Task description: Below are the records; give again exactly the line with "the number 33", the line with "the basketball in", and each line that lies between them, and nothing besides.

Records for the exercise:
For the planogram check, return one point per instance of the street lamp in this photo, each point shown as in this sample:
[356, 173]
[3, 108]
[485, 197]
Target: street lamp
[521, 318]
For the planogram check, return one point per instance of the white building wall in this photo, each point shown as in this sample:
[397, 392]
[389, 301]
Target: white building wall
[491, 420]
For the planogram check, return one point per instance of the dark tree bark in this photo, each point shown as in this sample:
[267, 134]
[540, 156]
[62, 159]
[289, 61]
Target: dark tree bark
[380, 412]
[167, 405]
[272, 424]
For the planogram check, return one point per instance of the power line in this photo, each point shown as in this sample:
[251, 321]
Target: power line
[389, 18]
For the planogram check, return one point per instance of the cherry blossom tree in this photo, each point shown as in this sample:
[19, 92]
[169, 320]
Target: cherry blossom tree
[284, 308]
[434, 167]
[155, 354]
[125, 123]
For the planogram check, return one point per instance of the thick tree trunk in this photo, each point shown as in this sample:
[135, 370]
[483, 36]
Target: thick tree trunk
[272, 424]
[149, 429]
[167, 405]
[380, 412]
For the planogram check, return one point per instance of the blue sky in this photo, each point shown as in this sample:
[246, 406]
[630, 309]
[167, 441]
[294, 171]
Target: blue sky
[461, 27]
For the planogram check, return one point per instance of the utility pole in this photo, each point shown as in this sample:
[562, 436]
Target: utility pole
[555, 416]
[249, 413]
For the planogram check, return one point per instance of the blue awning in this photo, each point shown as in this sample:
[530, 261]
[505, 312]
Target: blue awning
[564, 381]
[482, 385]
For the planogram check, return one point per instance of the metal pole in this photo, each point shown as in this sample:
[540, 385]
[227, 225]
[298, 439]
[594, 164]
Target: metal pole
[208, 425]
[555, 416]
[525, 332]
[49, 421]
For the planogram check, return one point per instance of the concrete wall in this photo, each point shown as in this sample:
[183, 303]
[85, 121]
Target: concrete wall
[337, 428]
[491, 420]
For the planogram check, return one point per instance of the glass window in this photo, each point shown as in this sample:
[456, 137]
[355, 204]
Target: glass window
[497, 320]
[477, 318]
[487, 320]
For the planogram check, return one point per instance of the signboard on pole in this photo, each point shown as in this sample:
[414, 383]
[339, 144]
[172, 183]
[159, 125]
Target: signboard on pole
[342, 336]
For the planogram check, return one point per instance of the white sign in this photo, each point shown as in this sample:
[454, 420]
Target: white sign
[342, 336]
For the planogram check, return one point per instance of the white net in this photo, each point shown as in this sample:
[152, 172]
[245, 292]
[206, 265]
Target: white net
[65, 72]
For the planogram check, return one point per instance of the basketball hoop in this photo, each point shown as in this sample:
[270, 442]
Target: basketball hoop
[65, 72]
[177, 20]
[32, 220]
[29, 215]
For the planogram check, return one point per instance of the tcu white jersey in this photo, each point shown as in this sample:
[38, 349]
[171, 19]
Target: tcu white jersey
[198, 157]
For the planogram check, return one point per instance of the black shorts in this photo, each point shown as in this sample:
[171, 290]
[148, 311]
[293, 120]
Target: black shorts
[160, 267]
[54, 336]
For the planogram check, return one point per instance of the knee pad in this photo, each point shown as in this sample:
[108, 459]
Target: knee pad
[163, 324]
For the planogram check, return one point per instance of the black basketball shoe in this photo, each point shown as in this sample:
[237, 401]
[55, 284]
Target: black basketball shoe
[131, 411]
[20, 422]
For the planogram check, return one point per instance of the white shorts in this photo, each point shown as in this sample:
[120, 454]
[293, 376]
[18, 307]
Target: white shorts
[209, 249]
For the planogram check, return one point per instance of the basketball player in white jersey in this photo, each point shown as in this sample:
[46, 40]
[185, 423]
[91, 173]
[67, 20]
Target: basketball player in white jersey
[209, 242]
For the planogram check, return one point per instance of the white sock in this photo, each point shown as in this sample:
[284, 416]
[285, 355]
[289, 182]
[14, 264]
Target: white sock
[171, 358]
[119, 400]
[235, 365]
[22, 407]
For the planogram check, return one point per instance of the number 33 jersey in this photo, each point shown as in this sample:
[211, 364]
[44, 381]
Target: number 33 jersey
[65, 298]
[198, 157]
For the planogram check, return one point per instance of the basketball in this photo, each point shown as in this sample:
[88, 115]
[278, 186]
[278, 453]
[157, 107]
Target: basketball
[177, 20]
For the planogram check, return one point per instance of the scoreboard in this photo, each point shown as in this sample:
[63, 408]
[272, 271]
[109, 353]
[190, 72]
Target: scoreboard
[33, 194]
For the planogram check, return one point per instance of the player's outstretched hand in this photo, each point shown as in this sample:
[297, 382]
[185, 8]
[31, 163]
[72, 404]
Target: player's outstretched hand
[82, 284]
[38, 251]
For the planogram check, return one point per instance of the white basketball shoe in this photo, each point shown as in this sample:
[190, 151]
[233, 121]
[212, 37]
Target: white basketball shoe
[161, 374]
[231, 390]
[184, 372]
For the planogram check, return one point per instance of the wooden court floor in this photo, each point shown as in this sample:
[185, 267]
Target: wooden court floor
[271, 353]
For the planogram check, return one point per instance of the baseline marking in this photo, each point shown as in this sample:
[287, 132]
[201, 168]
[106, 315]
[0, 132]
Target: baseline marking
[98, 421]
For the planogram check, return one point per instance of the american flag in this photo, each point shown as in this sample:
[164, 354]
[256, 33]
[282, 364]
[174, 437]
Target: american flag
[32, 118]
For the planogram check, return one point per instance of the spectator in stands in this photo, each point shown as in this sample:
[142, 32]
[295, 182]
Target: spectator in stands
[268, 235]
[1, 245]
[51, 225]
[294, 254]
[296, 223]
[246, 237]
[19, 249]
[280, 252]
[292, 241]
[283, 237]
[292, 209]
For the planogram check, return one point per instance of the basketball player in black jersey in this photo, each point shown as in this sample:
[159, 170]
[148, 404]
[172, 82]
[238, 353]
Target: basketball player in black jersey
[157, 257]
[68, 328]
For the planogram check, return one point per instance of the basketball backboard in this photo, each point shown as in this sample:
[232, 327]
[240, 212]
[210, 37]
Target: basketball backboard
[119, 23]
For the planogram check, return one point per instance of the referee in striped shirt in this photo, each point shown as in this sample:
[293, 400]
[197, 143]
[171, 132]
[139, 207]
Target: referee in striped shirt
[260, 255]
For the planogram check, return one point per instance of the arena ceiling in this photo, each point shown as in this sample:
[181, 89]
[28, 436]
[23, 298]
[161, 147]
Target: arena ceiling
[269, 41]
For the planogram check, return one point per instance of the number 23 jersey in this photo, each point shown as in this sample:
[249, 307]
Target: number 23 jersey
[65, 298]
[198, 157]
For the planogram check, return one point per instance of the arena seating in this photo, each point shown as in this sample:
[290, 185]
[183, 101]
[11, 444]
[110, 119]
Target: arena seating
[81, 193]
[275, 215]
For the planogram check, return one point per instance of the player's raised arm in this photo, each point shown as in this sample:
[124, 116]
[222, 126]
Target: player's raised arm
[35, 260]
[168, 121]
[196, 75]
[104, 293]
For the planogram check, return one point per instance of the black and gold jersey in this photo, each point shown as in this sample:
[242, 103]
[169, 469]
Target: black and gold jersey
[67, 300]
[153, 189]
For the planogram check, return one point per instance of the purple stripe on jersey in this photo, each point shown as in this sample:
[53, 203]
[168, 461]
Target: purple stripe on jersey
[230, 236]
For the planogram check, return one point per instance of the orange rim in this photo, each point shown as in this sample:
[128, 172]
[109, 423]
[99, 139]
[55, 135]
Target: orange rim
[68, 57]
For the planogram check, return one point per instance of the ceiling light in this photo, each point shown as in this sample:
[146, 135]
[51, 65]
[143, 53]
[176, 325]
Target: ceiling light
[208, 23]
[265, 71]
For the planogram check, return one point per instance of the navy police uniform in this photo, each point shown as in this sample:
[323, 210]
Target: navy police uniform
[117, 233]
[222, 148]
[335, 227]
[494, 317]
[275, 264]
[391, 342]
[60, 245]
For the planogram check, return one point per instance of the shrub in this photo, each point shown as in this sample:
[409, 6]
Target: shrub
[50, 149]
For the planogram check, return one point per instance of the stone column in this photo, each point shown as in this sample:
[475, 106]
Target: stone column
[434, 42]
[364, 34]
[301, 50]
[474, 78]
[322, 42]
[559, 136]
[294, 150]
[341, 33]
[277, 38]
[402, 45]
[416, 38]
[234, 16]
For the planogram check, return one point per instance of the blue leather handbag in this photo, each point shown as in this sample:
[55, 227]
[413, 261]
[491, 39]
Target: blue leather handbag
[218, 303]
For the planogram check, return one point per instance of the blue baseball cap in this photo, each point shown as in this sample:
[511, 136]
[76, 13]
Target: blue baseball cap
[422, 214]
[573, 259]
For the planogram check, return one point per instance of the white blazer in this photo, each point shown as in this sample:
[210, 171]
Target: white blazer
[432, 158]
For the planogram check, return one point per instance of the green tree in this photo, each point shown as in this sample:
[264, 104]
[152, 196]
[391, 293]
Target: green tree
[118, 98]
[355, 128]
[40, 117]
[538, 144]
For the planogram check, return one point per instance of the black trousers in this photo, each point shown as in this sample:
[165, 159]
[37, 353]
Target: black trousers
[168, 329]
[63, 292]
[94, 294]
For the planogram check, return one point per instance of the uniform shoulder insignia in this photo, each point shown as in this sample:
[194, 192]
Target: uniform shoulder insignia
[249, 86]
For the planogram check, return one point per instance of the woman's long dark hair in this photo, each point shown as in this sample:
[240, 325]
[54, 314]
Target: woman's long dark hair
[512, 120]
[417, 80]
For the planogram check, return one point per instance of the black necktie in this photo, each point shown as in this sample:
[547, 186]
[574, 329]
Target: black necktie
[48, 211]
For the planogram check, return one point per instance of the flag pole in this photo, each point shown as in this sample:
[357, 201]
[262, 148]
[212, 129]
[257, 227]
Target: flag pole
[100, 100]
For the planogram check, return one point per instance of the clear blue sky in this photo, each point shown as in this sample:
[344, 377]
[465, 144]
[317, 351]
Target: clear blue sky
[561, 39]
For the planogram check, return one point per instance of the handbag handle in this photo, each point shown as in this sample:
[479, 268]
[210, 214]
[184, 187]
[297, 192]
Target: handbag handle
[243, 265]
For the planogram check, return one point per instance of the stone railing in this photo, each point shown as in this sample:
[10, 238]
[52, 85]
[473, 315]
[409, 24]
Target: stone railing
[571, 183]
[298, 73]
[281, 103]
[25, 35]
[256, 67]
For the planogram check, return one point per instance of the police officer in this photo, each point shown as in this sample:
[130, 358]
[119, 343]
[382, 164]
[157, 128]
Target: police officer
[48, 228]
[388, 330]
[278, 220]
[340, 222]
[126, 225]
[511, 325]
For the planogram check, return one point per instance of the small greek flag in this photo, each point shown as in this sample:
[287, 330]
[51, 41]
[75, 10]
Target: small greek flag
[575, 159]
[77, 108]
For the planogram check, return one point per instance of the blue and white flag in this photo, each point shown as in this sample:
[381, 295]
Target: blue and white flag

Response area:
For the planogram check, return one point per instance of the number 33 jersey in this photo, each point shown as in this sample:
[211, 364]
[44, 381]
Target: number 33 jersey
[65, 298]
[198, 157]
For the planogram check, return one point per instance of the basketball in this photo, each point shown as in this sample:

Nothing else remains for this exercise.